Copy out the entries below, substituting "each" for every "apiece" and keeping all else the same. Omit the pictures.

Point annotation entries
— BEGIN —

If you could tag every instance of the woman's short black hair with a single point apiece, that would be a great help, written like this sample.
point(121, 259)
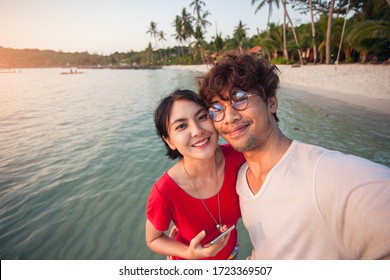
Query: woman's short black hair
point(163, 110)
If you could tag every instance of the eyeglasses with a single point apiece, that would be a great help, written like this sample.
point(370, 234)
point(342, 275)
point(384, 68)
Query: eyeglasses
point(239, 101)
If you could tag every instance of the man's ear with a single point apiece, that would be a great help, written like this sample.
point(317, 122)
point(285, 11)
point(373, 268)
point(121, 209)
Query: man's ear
point(272, 104)
point(169, 142)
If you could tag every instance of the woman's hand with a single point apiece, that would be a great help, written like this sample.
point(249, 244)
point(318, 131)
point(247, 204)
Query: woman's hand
point(197, 251)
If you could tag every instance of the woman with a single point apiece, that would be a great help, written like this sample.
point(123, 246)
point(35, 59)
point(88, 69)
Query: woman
point(198, 193)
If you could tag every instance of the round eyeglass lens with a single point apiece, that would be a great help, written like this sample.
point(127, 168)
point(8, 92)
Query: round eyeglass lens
point(216, 112)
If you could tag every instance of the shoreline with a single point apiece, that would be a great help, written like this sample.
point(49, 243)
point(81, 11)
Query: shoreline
point(361, 85)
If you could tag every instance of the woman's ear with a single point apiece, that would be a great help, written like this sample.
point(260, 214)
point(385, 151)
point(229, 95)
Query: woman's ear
point(272, 104)
point(169, 142)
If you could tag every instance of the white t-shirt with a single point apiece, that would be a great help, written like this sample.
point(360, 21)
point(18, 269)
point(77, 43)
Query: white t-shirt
point(318, 204)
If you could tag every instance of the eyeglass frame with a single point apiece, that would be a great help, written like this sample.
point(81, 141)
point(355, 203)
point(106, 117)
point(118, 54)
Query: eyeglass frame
point(230, 101)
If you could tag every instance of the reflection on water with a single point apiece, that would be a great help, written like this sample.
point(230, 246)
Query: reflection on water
point(78, 155)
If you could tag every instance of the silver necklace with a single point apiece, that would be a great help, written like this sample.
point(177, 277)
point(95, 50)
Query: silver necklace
point(217, 225)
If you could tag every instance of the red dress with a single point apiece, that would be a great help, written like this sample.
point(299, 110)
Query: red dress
point(168, 202)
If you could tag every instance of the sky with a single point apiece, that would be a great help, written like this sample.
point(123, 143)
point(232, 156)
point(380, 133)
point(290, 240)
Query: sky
point(106, 26)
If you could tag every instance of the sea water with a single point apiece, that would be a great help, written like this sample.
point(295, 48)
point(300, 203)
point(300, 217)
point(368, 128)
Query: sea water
point(79, 153)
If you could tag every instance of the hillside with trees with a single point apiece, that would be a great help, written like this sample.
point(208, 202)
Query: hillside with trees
point(344, 31)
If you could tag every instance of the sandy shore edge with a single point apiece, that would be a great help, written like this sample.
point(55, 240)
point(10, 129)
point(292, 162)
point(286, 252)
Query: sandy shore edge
point(366, 86)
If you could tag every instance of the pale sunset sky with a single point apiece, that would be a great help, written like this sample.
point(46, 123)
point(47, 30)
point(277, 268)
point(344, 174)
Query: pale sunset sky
point(107, 26)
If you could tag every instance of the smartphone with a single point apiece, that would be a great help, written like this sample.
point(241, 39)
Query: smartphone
point(222, 235)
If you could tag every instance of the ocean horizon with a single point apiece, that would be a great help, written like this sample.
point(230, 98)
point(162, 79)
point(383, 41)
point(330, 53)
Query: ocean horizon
point(79, 154)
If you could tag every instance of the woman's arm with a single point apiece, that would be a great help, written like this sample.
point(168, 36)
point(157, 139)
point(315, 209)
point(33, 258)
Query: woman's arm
point(160, 243)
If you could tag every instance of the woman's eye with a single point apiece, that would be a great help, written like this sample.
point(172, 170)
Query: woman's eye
point(181, 126)
point(204, 116)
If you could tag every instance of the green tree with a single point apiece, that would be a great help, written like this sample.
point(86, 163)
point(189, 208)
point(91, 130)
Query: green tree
point(152, 31)
point(201, 24)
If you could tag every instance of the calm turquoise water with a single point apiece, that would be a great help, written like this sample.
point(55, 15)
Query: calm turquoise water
point(78, 155)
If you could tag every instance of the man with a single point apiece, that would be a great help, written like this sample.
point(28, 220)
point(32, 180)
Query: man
point(298, 201)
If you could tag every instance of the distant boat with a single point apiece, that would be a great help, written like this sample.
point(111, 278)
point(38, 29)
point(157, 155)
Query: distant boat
point(72, 71)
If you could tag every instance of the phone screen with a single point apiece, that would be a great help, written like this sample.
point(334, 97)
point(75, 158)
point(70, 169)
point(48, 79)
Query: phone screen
point(222, 235)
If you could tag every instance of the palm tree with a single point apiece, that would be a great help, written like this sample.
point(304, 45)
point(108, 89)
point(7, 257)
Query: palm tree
point(293, 30)
point(152, 31)
point(313, 32)
point(187, 29)
point(201, 24)
point(329, 33)
point(218, 43)
point(178, 25)
point(200, 16)
point(161, 37)
point(239, 35)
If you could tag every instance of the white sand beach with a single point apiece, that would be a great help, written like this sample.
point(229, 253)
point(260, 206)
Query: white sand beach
point(361, 85)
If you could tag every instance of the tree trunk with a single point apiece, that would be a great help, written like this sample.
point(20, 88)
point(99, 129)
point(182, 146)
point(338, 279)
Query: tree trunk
point(313, 32)
point(293, 30)
point(285, 53)
point(329, 33)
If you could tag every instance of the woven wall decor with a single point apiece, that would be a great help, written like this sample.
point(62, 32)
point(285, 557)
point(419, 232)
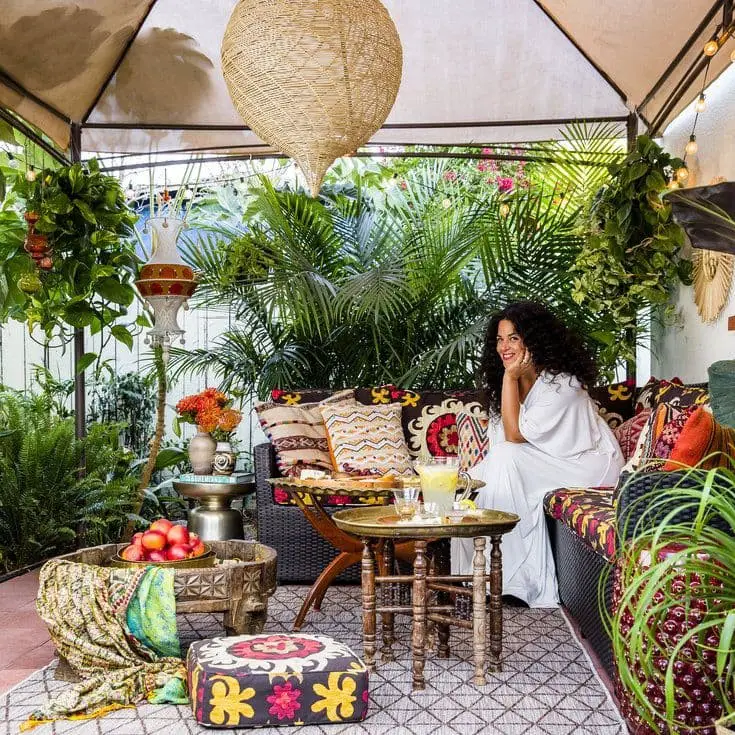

— END —

§ Result of the task
If you could tag every instance of the woman's short black hair with a single point each, that would be a great help, written like this sample.
point(121, 259)
Query: woman's short black hair
point(163, 110)
If you could tag every instance of the eyeglasses with a single point each, that would be a great help, written like this sample.
point(370, 234)
point(342, 275)
point(384, 68)
Query: eyeglasses
point(239, 101)
If you could tag every instance of the man's ear with a single point each, that would be a great help, written like this sample.
point(317, 122)
point(285, 11)
point(373, 268)
point(121, 209)
Query: man's ear
point(272, 104)
point(169, 142)
If you could tag every instance of the woman's hand with a single point each, that would be a great help, written like this sample.
point(249, 244)
point(318, 131)
point(247, 204)
Query: woman's hand
point(197, 251)
If you could tag every instance of the woman with a single point each, that would be a great help, written like this sample.
point(123, 246)
point(35, 59)
point(88, 69)
Query: woman
point(198, 193)
If you could tag every instance of the round eyeglass lens with a single point each, that would be a great help, written like this sample.
point(127, 168)
point(8, 92)
Query: round eyeglass lens
point(216, 112)
If you could tag every instance of the shoreline with a single point each, that would be a great help, written like this sample.
point(49, 243)
point(81, 11)
Query: shoreline
point(361, 85)
If you could tag every instance of the woman's ear with a single point each, that would be a great help, written like this sample.
point(260, 214)
point(385, 151)
point(229, 95)
Query: woman's ear
point(272, 104)
point(169, 142)
If you could tag every instance of the white t-shirt with a single point each, that would be a great help, written like this sample.
point(360, 21)
point(18, 269)
point(77, 43)
Query: white t-shirt
point(318, 204)
If you could tag every instance of the eyeglass frame with a single point each, that would be a great help, written like this sample.
point(81, 141)
point(355, 203)
point(106, 117)
point(118, 54)
Query: eyeglass frame
point(230, 101)
If you could tag every instance of the reflection on water with a single point each, that would be a great help, written like this sample.
point(230, 246)
Query: reflection on water
point(78, 155)
If you could tag every instance of the silver necklace with a single point each, that would be a great help, written like this sample.
point(177, 277)
point(95, 50)
Query: silver necklace
point(217, 225)
If you could tag every instance of the red dress with a single point each, that would be a great help, written like this sample.
point(299, 110)
Query: red dress
point(168, 202)
If you could tag every instance of the sky with a single point each, that would be a great help, written like this sample.
point(123, 143)
point(232, 156)
point(380, 133)
point(290, 240)
Query: sky
point(106, 26)
If you could tag every instance of the sea water with a single point each, that would be a great help, written like this sample.
point(295, 48)
point(300, 203)
point(300, 217)
point(368, 128)
Query: sea water
point(79, 153)
If you could tag every instance of the hillside with trees with a single point each, that would be a great help, written like this sample.
point(208, 202)
Query: hillside with trees
point(344, 31)
If you could tag every instance of the sandy shore edge with a single point each, that would be a great help, written like this sample.
point(55, 240)
point(10, 129)
point(292, 162)
point(286, 252)
Query: sandy shore edge
point(366, 86)
If you could tag every instance of the pale sunset sky with a single point each, that would be a great help, written like this sample.
point(46, 123)
point(47, 30)
point(277, 268)
point(344, 174)
Query: pale sunset sky
point(107, 26)
If you could tag every instance of the smartphone with a single point each, that would be a great help, written like this sample.
point(241, 39)
Query: smartphone
point(222, 235)
If you could tag every instance of the ocean horizon with a single point each, that would be a great help, written like this sample.
point(230, 98)
point(162, 79)
point(383, 41)
point(330, 53)
Query: ocean horizon
point(79, 154)
If you could tag every instance of the woman's arm with a single point each, that would be a great help, written like this sample.
point(168, 36)
point(157, 139)
point(315, 209)
point(33, 258)
Query: woman's arm
point(160, 243)
If you could tag every instance of the woman's eye with a single point each, that would be a great help, written like this sample.
point(172, 170)
Query: woman's eye
point(181, 126)
point(204, 116)
If you could tag every instance of the green tree with a single point each, that would be a great help, written like this sample.
point(86, 163)
point(189, 208)
point(91, 130)
Query: green tree
point(152, 31)
point(201, 24)
If you could tag every instance of the calm turquoise water with a single point each, that would be a great help, written like this sample.
point(55, 15)
Query: calm turquoise water
point(78, 155)
If you could tag every instance of the man with a single point each, that would be a great help, written like this sample.
point(28, 220)
point(32, 180)
Query: man
point(298, 201)
If you could tag every instance of the distant boat with a single point each, that would be a great help, written like this sample.
point(111, 278)
point(38, 29)
point(157, 155)
Query: distant boat
point(72, 71)
If you could tag every instance of the phone screen with a single point each, that would be a great help, written like this sample.
point(334, 97)
point(75, 158)
point(70, 169)
point(48, 79)
Query: phone screen
point(222, 235)
If you could tag every instance of the palm tree with a single point each, that would be a great help, written like this sample.
point(304, 45)
point(108, 89)
point(7, 257)
Query: palm tree
point(293, 30)
point(152, 31)
point(313, 32)
point(187, 29)
point(201, 24)
point(329, 33)
point(218, 43)
point(178, 25)
point(200, 16)
point(161, 37)
point(239, 35)
If you could tag every instance of the white sand beach with a single point each, that would be a great help, written like this sample.
point(229, 253)
point(260, 206)
Query: white sand beach
point(361, 85)
If you could tag every instance of the tree trunk with a single point each, that would be a great help, written like this sample.
point(20, 88)
point(99, 129)
point(182, 146)
point(338, 279)
Query: tree trunk
point(313, 32)
point(293, 30)
point(285, 53)
point(329, 33)
If you could tag every instance of the woven wall decor with a single point each, that would be a great help, written like this sample.
point(62, 32)
point(285, 557)
point(419, 232)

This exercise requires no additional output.